> Saved data entries:
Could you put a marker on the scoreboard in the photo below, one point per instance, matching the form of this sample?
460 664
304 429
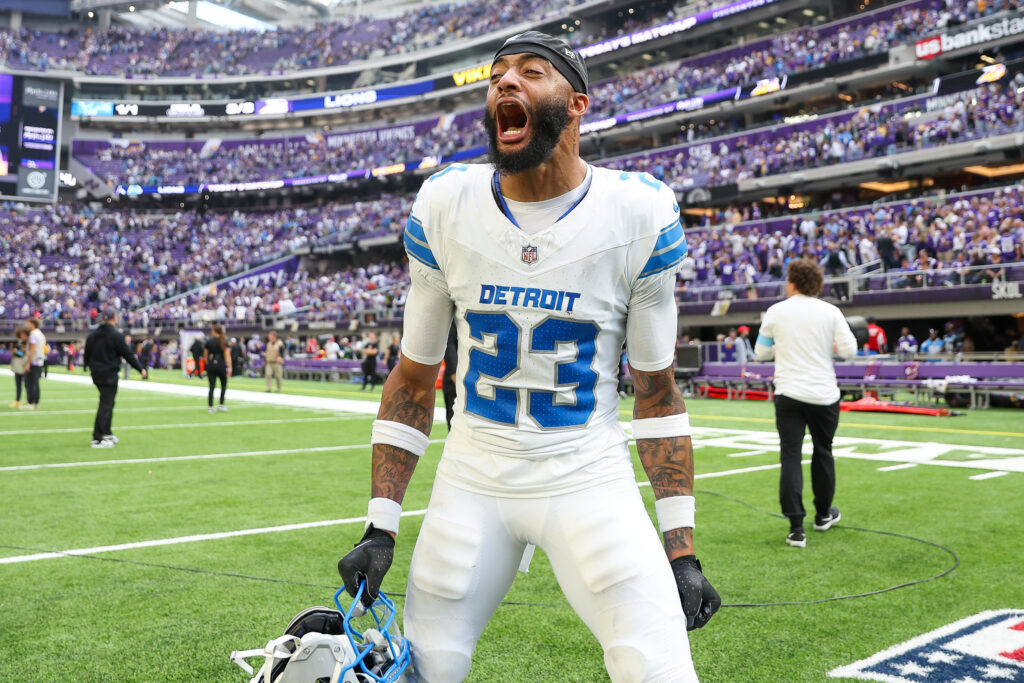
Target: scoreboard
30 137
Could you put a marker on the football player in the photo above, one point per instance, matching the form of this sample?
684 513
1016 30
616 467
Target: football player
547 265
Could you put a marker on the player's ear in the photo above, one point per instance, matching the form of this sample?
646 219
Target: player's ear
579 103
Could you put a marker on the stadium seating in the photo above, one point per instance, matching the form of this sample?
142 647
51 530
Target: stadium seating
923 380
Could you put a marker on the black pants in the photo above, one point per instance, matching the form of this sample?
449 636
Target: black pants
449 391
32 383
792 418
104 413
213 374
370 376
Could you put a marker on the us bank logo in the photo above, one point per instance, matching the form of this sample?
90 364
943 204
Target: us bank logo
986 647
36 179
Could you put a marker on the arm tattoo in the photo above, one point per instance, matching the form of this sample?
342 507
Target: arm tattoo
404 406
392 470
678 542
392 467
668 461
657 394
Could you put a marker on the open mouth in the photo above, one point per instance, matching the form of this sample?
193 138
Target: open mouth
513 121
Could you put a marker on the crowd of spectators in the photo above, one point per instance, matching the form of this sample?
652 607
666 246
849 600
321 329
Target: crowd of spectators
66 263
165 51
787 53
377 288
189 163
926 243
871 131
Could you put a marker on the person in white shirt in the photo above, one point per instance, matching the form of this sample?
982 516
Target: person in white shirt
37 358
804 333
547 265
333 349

* * *

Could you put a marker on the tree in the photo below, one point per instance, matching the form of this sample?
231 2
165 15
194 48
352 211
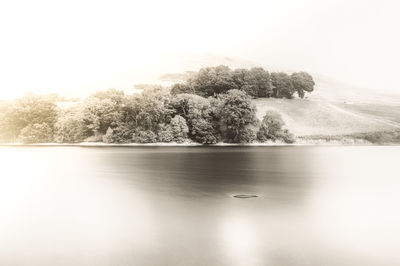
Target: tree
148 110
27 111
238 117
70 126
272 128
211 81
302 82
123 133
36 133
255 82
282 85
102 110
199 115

> TASK DESCRIPTION:
Report every line above that contains the word "bank", copying each one in full. Case counts.

> SOLUTION FOR THIS TASK:
Could you put a marker on the us bank logo in the photo above, one point per instance, matching the form of this sample?
Target: us bank logo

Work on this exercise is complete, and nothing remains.